What this task involves: From the line containing "Please find green undergrowth" down to the final entry below, restate each line word for word.

Records for processing:
● ● ● ● ●

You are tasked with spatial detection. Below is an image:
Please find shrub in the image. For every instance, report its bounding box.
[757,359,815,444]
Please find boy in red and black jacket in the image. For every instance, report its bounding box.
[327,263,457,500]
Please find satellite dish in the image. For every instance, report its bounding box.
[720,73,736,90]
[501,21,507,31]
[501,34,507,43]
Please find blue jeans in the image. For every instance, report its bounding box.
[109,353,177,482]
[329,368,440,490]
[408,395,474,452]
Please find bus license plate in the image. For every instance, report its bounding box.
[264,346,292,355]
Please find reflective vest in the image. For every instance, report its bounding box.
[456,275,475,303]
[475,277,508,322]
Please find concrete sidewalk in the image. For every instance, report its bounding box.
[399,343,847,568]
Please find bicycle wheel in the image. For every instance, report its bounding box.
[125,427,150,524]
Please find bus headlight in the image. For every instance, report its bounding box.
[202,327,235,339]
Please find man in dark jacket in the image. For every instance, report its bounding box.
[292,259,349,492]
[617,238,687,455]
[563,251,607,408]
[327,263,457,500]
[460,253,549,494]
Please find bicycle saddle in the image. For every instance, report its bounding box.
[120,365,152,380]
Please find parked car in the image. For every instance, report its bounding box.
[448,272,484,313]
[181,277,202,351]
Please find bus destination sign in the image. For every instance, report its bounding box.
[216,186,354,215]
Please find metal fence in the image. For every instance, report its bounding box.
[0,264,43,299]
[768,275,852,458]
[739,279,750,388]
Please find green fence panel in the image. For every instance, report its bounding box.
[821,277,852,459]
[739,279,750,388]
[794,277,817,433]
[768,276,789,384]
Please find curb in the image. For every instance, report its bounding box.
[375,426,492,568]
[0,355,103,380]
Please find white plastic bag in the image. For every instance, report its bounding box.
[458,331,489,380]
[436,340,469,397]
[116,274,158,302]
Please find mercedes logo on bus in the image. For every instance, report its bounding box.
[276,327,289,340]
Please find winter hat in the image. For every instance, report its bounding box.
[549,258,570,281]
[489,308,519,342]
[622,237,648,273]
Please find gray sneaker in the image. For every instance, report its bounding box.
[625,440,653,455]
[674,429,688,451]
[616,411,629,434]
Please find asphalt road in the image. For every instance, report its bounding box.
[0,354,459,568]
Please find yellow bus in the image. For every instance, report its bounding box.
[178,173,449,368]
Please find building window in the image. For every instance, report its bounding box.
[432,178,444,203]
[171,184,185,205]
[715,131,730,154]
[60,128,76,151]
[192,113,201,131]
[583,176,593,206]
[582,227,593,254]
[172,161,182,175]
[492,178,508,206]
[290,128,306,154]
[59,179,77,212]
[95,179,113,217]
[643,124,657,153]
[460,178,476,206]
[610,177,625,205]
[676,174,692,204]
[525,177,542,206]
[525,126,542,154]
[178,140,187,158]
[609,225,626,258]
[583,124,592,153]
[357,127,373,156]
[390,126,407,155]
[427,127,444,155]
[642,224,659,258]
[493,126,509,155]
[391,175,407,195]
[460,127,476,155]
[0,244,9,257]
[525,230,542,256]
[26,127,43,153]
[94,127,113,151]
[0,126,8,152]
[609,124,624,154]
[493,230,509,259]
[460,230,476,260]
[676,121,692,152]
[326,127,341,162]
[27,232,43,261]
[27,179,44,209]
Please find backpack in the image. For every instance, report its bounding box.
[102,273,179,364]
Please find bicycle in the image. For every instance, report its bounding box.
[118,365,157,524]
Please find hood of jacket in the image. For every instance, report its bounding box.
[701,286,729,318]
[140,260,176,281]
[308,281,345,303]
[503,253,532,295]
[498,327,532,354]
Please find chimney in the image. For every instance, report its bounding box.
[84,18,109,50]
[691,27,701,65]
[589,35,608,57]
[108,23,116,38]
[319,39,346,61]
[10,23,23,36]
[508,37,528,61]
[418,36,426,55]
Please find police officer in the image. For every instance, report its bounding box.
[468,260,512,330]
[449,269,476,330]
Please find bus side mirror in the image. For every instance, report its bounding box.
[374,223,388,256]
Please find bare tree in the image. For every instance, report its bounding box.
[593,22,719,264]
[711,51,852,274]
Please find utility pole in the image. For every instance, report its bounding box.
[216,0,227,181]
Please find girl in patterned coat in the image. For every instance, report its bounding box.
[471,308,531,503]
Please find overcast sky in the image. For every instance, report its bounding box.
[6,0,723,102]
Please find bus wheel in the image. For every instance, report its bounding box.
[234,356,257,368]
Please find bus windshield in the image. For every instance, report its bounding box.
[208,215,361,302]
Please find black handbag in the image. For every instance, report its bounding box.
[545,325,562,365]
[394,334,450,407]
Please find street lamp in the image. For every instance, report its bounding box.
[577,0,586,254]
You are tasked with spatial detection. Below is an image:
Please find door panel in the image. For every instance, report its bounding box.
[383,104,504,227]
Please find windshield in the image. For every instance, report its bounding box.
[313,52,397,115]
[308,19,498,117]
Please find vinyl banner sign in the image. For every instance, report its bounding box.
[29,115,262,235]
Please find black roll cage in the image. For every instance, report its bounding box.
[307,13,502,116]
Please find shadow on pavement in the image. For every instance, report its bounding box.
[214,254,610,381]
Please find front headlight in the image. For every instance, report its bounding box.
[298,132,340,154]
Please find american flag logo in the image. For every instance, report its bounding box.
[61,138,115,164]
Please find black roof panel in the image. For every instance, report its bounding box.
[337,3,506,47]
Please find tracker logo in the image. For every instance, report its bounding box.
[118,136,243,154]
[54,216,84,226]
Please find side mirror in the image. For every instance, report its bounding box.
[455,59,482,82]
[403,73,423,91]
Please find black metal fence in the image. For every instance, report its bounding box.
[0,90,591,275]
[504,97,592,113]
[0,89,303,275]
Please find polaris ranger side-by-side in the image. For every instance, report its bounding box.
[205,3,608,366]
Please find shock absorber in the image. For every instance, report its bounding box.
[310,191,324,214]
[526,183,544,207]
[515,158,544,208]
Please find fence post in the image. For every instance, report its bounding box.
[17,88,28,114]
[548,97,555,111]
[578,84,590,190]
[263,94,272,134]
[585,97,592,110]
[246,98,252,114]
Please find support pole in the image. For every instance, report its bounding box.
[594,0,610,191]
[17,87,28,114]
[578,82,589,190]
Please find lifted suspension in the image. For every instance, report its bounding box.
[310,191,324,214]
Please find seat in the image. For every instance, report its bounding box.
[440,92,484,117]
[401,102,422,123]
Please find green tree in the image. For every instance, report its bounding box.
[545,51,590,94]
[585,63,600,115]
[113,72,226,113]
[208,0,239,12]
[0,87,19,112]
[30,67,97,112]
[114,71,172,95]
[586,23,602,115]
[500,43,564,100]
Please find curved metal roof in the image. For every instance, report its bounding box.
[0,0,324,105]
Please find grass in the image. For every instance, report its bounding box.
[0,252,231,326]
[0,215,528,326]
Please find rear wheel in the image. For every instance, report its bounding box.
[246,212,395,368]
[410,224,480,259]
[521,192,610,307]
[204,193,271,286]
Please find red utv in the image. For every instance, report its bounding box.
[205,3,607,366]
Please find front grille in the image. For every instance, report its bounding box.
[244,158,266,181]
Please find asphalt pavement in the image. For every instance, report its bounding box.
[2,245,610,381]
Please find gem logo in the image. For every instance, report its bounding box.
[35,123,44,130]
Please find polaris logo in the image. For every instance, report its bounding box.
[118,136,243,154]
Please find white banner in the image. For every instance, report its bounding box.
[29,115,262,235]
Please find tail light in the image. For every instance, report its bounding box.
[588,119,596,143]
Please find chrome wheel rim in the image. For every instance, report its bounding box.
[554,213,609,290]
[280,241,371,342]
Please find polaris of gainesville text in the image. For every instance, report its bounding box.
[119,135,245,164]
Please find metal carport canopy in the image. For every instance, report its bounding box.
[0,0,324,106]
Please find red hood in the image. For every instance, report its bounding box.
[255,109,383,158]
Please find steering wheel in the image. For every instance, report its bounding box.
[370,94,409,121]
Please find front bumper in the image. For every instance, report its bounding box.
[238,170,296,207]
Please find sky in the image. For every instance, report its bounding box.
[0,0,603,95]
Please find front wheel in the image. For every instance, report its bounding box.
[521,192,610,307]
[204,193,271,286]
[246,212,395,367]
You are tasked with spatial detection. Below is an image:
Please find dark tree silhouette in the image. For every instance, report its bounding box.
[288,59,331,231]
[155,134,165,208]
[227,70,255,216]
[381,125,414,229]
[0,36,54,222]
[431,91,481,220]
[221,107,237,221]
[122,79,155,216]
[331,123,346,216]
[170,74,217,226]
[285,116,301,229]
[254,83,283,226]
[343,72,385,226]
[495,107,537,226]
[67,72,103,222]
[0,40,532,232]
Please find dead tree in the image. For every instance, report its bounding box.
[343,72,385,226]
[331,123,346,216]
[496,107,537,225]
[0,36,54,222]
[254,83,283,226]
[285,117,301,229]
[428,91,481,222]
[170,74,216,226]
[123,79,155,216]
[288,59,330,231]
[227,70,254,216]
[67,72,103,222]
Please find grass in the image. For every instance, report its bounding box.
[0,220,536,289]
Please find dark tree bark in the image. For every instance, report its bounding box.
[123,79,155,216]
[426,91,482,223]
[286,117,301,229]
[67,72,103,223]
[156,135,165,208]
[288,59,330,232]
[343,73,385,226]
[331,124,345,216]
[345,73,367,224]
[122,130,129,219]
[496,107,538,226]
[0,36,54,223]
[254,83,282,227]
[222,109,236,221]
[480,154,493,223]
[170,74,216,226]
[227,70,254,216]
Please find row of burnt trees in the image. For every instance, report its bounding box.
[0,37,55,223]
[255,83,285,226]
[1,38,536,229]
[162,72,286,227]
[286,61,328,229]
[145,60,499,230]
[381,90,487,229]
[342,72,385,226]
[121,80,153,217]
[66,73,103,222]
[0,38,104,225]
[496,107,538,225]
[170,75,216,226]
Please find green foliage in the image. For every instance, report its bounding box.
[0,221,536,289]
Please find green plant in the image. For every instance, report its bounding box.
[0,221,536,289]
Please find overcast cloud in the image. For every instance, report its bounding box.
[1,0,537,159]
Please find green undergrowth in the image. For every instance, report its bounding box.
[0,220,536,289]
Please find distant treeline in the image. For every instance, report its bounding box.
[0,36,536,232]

● ● ● ● ●

Solution to this task:
Please find green undergrowth in the image. For every instance, report its bounding box.
[0,220,536,289]
Please find distant treeline in the image. For every instance, report its bounding box.
[0,36,536,232]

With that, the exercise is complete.